[Collected data]
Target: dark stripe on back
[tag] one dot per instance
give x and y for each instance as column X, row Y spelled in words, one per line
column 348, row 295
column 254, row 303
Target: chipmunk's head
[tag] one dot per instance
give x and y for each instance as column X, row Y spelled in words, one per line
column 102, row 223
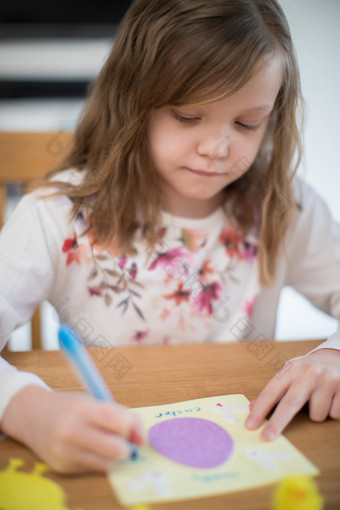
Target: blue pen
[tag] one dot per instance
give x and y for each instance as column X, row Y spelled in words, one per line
column 72, row 346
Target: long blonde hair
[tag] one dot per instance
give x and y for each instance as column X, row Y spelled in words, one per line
column 185, row 52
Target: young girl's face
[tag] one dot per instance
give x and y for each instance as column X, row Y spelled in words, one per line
column 200, row 150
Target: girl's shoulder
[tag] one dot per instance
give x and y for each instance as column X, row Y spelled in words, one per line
column 311, row 213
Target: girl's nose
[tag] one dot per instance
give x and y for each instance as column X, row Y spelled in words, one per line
column 214, row 147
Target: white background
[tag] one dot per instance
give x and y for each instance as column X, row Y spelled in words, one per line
column 315, row 31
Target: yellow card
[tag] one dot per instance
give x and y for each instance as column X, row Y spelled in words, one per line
column 201, row 448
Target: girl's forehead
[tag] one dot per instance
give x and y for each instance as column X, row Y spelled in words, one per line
column 259, row 92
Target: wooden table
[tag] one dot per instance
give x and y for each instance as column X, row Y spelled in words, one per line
column 150, row 375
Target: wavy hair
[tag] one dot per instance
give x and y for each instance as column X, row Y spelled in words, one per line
column 180, row 53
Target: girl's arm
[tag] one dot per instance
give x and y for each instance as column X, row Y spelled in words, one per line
column 72, row 432
column 313, row 248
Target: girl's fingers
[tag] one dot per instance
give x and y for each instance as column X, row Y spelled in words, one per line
column 267, row 399
column 117, row 419
column 295, row 398
column 320, row 404
column 335, row 407
column 107, row 445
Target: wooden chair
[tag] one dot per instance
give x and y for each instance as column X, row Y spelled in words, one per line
column 25, row 157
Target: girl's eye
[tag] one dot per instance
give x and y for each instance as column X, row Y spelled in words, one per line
column 250, row 127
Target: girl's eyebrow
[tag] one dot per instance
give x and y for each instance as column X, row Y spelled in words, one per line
column 265, row 107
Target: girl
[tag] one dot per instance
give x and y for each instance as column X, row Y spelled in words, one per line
column 175, row 217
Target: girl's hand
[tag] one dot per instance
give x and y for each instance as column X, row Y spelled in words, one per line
column 72, row 432
column 314, row 378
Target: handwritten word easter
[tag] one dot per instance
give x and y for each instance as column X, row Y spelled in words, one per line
column 178, row 412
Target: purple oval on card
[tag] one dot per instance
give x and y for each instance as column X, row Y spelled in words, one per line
column 194, row 442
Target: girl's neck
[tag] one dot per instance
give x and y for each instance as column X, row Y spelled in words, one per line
column 195, row 209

Instructions to follow =
Your job is to copy out every line from the records above that has the word "wooden".

Exercise answer =
Target: wooden table
Target: wooden chair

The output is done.